Assignment: In how many lines of the data below does the word "vegetable" appear? Reply with the number and nothing more.
§ §
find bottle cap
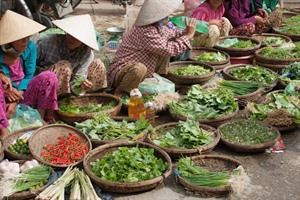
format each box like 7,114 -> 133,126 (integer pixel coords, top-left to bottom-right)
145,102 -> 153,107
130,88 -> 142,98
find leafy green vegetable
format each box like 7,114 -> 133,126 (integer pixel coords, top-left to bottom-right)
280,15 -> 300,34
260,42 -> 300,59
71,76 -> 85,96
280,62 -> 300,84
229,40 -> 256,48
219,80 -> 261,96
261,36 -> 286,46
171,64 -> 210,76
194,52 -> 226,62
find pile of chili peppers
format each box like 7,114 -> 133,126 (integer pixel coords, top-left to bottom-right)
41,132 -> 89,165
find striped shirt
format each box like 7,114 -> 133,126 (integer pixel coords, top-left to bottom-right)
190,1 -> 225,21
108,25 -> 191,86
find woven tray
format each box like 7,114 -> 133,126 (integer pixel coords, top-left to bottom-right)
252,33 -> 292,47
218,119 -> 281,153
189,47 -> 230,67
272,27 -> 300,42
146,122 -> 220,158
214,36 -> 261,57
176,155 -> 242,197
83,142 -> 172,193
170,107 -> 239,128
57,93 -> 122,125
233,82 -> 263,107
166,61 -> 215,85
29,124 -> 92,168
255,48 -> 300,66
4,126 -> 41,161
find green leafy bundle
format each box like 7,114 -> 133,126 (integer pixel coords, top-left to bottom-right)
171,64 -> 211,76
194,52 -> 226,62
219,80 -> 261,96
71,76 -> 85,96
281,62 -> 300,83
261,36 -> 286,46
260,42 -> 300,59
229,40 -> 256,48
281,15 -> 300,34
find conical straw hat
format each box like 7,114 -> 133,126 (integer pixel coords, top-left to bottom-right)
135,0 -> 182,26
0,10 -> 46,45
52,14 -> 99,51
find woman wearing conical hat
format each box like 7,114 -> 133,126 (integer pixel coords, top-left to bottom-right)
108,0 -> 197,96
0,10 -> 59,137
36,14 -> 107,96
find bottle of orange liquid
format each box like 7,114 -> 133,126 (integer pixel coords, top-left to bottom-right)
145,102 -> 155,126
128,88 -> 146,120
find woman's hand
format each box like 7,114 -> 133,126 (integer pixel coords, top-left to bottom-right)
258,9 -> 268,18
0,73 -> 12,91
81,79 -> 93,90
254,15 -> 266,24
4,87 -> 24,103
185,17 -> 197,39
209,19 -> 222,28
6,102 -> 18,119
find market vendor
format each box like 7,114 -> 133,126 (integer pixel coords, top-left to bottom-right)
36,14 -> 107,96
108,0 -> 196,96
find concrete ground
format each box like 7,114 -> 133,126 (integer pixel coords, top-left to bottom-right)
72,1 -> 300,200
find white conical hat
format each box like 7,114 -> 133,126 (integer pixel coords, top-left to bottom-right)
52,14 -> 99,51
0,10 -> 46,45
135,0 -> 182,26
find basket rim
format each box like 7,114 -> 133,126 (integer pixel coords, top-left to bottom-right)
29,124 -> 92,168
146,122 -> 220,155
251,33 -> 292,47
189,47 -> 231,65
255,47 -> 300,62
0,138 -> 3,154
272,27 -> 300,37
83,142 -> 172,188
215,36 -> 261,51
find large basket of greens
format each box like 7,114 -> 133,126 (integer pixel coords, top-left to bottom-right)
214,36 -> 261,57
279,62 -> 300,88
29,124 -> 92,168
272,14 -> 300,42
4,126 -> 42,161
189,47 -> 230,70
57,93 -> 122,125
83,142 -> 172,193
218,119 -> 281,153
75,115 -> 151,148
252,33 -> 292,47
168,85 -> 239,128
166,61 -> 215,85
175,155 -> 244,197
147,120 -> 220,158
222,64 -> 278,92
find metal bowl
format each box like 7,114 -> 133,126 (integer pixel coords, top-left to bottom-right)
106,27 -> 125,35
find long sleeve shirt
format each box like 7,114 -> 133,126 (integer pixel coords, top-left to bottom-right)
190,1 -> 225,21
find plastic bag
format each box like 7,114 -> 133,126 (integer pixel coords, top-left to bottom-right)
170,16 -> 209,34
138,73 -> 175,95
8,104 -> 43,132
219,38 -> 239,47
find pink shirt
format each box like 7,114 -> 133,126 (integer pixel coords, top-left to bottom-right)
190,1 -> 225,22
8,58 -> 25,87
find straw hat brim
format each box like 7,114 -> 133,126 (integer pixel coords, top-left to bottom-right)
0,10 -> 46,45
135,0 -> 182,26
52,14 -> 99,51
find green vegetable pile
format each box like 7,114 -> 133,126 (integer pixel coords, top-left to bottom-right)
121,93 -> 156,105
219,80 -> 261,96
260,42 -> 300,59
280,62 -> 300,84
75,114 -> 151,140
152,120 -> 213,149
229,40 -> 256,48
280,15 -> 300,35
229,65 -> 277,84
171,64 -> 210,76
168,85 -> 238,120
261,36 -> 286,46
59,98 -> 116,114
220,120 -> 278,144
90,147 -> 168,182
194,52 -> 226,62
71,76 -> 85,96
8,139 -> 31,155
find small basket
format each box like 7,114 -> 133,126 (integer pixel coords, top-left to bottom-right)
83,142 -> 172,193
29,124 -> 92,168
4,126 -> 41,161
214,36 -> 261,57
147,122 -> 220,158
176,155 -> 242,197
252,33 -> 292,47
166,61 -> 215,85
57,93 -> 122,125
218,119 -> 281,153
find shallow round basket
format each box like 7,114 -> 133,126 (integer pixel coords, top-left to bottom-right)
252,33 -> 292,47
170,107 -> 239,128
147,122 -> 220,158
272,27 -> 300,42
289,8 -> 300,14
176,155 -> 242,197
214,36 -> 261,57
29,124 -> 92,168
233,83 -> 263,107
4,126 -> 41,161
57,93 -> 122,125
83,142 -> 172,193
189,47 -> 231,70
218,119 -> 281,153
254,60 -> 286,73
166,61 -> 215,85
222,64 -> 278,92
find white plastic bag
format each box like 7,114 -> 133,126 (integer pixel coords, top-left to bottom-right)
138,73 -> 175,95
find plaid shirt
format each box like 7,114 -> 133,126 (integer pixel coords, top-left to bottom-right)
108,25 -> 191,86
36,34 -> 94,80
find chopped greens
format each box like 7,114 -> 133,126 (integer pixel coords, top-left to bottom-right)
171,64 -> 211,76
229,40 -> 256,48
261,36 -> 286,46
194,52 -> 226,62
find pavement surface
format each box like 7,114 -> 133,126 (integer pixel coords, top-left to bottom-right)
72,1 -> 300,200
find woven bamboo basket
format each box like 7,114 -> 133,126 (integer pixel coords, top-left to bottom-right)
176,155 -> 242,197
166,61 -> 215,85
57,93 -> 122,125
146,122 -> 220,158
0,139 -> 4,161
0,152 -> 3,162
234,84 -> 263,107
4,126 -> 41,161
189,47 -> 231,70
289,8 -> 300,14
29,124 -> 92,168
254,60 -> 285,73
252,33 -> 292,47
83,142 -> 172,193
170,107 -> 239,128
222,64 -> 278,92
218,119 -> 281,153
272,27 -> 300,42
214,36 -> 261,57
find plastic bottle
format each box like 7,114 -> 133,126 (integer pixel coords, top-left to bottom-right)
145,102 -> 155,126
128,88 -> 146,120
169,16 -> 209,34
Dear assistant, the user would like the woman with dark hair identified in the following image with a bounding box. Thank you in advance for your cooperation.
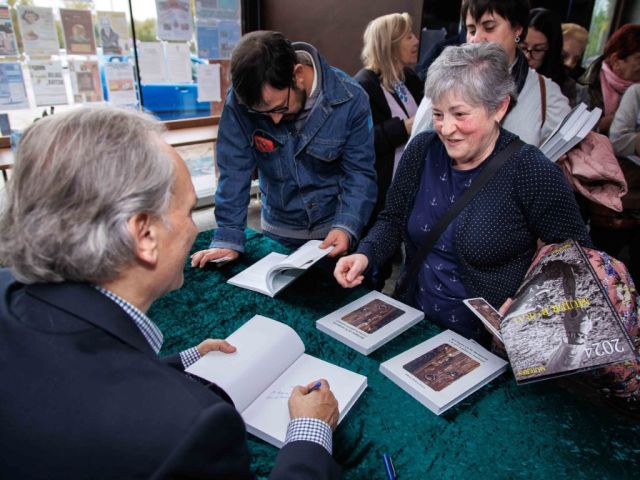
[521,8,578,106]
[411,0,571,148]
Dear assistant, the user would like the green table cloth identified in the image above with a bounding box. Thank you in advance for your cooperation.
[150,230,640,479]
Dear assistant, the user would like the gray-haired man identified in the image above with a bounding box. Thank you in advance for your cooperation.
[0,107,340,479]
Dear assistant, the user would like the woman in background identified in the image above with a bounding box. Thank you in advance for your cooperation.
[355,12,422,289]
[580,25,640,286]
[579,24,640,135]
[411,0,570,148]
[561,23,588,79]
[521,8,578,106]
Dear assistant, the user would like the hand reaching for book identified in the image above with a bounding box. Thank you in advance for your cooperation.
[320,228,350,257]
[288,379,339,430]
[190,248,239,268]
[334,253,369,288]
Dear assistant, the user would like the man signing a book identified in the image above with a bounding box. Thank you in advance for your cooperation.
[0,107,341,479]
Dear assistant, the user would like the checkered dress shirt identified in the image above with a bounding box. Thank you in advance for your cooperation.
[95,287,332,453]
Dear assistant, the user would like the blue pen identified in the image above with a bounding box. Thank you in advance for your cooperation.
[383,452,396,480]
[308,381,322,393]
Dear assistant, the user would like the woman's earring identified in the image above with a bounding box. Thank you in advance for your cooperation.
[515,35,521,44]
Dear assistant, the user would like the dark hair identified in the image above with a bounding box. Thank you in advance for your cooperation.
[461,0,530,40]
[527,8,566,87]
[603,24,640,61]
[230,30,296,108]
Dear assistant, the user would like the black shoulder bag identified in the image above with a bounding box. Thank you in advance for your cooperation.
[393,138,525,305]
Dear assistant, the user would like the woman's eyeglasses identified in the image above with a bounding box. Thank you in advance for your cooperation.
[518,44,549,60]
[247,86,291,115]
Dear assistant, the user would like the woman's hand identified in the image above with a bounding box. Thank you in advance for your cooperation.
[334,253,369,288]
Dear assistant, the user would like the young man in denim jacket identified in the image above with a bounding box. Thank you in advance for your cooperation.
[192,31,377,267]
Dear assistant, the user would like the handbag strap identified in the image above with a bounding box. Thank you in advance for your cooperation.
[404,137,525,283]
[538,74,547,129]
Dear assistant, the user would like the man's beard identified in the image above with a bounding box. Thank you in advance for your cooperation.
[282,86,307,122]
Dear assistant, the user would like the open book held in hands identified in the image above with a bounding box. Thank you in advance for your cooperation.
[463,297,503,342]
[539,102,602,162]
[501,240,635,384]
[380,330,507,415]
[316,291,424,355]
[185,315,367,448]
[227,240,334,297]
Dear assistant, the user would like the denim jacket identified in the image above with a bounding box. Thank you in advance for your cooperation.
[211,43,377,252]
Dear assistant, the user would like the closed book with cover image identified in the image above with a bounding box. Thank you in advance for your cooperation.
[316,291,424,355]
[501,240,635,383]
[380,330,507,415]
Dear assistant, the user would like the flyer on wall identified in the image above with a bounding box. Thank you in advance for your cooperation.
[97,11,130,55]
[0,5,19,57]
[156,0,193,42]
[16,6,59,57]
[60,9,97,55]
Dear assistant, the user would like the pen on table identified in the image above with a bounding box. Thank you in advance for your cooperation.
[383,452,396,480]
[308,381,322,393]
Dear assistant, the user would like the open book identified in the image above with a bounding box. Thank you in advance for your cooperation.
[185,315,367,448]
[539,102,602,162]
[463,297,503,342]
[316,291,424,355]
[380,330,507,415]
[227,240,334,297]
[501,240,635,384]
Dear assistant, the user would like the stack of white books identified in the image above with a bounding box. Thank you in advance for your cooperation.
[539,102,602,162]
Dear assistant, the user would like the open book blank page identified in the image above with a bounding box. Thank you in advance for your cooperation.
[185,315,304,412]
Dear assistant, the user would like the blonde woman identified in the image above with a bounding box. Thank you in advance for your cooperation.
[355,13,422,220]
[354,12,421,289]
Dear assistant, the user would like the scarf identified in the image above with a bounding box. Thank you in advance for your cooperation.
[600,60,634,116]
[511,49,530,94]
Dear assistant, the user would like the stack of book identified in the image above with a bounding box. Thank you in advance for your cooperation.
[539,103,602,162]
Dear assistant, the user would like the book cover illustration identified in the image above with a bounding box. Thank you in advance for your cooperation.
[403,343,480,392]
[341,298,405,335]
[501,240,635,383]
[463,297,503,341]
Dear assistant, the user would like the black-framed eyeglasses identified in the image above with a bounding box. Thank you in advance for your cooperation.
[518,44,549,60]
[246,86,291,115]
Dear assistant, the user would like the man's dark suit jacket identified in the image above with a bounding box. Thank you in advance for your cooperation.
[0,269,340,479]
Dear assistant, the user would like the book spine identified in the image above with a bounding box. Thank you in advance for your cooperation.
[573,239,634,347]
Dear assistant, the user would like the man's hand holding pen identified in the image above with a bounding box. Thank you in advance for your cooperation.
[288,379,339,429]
§ §
Answer to this task: 2